=== TASK BRIEF ===
Please count the lines in the data below that contain the word "outline", and reply with the number only.

/---

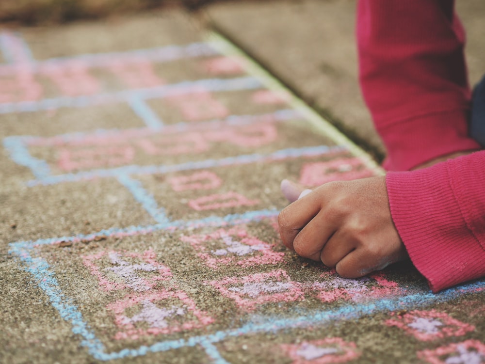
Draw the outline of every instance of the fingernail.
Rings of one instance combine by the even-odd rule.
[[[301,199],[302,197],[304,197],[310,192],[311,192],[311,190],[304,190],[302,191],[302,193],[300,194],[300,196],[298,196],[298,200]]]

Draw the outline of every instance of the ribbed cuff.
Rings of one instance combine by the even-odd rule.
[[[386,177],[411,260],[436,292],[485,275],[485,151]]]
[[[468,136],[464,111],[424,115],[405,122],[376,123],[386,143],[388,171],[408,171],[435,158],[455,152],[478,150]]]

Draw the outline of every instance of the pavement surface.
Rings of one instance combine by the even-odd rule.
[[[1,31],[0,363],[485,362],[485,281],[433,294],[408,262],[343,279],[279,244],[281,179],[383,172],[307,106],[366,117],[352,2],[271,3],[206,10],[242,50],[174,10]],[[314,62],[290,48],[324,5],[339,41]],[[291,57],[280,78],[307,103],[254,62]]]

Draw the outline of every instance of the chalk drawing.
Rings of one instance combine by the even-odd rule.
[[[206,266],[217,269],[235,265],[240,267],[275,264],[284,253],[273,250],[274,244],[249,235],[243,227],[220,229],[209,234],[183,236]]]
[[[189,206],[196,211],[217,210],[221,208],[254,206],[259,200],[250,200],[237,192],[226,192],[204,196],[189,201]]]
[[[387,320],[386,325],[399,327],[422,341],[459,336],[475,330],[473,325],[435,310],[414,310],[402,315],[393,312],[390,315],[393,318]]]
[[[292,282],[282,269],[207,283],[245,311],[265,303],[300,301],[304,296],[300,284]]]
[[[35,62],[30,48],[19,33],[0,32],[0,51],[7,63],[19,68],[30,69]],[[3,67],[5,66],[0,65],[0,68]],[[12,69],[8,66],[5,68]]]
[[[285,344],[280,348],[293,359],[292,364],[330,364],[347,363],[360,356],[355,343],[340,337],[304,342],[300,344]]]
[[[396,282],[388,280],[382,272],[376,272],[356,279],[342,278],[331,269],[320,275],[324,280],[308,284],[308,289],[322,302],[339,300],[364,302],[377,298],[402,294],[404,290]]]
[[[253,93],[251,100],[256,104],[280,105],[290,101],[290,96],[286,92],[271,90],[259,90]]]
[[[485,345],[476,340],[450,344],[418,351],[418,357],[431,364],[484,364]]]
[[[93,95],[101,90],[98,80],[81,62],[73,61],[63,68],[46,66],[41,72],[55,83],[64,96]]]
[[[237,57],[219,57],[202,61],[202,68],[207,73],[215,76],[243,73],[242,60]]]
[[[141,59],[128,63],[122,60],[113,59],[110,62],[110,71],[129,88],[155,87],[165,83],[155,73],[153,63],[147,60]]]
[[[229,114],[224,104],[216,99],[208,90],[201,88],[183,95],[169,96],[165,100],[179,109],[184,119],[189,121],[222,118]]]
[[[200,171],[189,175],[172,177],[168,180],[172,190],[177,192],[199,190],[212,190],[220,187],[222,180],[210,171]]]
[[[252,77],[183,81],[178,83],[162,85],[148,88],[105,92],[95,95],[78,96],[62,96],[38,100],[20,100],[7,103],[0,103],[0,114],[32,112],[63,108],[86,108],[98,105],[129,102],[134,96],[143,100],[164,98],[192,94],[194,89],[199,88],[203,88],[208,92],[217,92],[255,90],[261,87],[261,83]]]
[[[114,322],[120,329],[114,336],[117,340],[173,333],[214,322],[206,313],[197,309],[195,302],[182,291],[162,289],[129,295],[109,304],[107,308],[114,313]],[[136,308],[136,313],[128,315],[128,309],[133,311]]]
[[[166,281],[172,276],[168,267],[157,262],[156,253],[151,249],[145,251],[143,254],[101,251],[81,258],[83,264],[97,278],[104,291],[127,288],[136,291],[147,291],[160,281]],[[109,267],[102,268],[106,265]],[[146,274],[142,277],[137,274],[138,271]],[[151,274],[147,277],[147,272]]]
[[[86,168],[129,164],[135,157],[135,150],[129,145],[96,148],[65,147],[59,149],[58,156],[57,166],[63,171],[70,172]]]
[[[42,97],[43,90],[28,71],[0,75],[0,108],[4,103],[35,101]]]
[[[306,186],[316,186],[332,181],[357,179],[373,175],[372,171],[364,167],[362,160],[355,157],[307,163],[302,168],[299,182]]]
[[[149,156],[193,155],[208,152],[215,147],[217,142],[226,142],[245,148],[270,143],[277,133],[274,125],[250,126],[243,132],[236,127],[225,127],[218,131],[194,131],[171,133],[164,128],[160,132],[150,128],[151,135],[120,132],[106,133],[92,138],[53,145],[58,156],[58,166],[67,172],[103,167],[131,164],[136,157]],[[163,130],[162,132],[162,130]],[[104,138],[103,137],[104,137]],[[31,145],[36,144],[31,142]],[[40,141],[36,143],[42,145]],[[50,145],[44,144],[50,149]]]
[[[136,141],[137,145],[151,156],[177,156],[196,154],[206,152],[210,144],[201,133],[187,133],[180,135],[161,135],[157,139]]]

\---

=== FINISHED TASK ===
4